[Named-object pointing records]
----------------------------------------

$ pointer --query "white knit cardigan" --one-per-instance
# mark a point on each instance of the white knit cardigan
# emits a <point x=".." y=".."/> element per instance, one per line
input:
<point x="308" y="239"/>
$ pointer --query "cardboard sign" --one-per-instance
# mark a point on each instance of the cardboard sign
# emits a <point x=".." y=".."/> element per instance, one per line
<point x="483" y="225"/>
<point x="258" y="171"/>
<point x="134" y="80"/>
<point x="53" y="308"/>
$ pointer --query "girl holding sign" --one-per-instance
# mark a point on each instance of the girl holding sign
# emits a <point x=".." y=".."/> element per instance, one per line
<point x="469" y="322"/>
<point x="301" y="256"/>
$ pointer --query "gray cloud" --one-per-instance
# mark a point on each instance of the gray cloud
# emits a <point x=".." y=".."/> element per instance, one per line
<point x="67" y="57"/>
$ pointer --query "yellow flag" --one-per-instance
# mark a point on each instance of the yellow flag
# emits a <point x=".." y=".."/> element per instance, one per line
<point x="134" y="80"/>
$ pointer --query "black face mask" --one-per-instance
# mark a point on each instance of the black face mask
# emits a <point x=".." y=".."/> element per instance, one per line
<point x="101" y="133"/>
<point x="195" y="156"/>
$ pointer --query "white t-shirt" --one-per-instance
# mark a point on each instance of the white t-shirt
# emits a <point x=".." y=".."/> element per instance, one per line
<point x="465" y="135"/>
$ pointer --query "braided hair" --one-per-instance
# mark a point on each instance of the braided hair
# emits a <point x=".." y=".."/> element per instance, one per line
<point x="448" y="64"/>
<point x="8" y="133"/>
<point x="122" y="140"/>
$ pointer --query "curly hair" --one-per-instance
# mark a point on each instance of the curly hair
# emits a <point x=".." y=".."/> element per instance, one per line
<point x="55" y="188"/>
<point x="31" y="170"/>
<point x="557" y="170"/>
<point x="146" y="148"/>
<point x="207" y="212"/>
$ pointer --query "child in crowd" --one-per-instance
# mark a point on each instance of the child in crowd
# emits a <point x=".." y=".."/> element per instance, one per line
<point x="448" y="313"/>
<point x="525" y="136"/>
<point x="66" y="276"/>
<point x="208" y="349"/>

----------------------------------------

What is asked:
From the listing above, extract every line exactly as it stands.

Solution for this exercise:
$ pointer --query "white knit cardigan" --one-per-instance
# mark a point on each instance of the white knit cardigan
# emits a <point x=".." y=".."/> element per instance, one per line
input:
<point x="308" y="239"/>
$ pointer --query "cardboard sign" --one-per-instance
# mark a point on each instance of the cardboard sign
# emits a <point x=".." y=".."/> element per instance, one per line
<point x="483" y="225"/>
<point x="258" y="171"/>
<point x="134" y="80"/>
<point x="53" y="308"/>
$ pointer --query "girl holding sign" --one-per-instance
# mark a point on each instance of the girl holding sign
# emits a <point x=".." y=".."/> element per instance, one per line
<point x="469" y="322"/>
<point x="301" y="256"/>
$ pointer --query "gray cloud" --one-per-instance
# mark a point on each instance of the gray cloud
# emits a <point x=".." y=".."/> element per instance, one per line
<point x="67" y="57"/>
$ pointer --query "yellow flag" --one-per-instance
# mark a point on each instance of the yellow flag
# emits a <point x=".." y=".."/> element per instance, one per line
<point x="134" y="80"/>
$ pointer --query "black face mask" --one-per-instance
# mark a point on each instance of the black face mask
# emits a <point x=".." y=".."/> element per instance, one per line
<point x="101" y="133"/>
<point x="195" y="156"/>
$ pointer --query "white t-shirt" --one-per-instance
# mark a point on each instance of the white t-shirt
# emits a <point x=".." y=".."/> element per instance, one per line
<point x="465" y="135"/>
$ pointer --query "braided hair" --one-per-instance
# mark a point on each instance of the braided hair
# emits a <point x=".." y=".."/> element per instance, one per line
<point x="448" y="64"/>
<point x="8" y="133"/>
<point x="122" y="140"/>
$ pointer --query "curly hair" --one-per-instance
# mark a point on each instance of the curly hair
# emits a <point x=".." y=".."/> element per instance, one per line
<point x="55" y="188"/>
<point x="31" y="170"/>
<point x="557" y="170"/>
<point x="146" y="148"/>
<point x="207" y="212"/>
$ pointer --query "child in crowd" --one-per-instance
# mark a point on each instance of the child in crowd
# emits a <point x=".." y=".."/> element per instance, one per line
<point x="448" y="313"/>
<point x="525" y="136"/>
<point x="66" y="276"/>
<point x="208" y="349"/>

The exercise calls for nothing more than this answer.